* GIVEN RECORDS
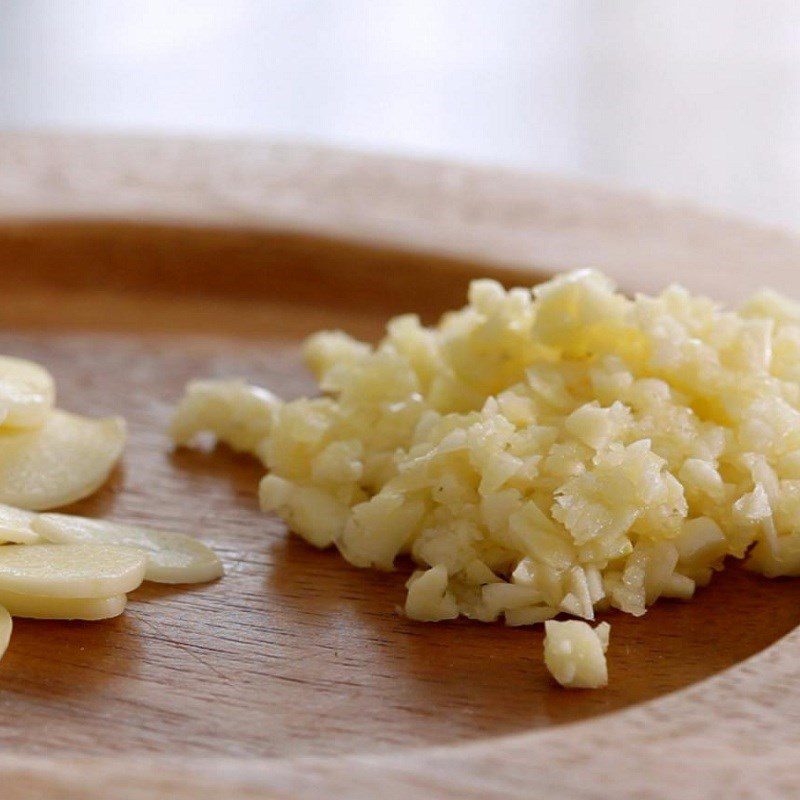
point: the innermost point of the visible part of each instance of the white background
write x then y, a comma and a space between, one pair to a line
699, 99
==
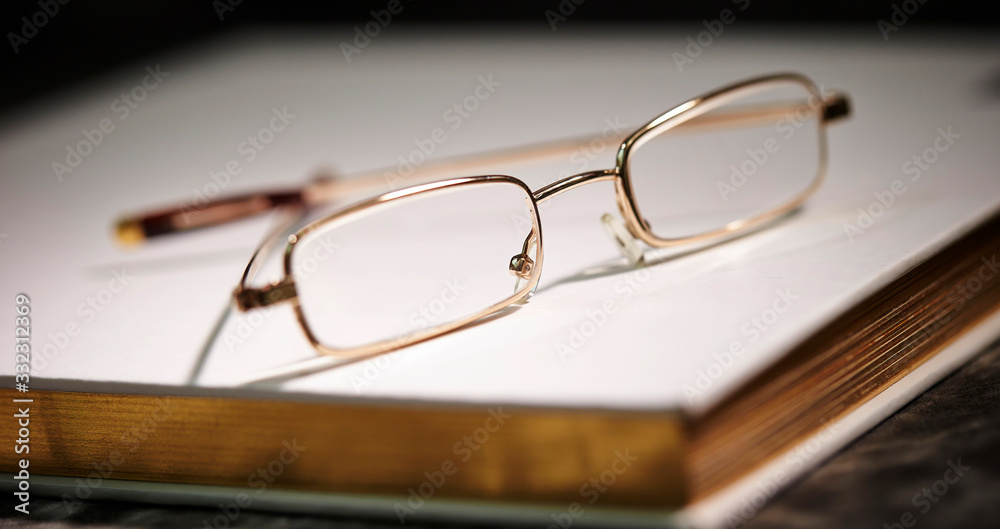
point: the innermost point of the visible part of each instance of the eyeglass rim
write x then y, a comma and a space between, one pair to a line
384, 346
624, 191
==
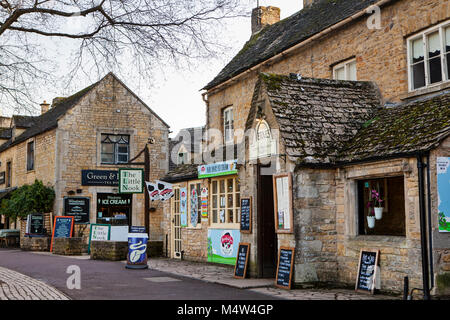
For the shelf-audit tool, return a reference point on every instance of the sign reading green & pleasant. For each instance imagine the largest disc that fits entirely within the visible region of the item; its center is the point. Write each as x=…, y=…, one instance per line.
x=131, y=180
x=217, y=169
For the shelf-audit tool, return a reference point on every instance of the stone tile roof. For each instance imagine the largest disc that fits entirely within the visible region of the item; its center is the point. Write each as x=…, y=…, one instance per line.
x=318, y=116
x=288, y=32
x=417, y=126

* GOAL OF THE EXERCISE
Which lines in the entries above contain the word "part"? Return each of those lines in full.

* EXERCISE ANSWER
point: the innermost point of the visible part of each instance of the white background
point: the innermost point of the visible part of each instance of the eyeglass rim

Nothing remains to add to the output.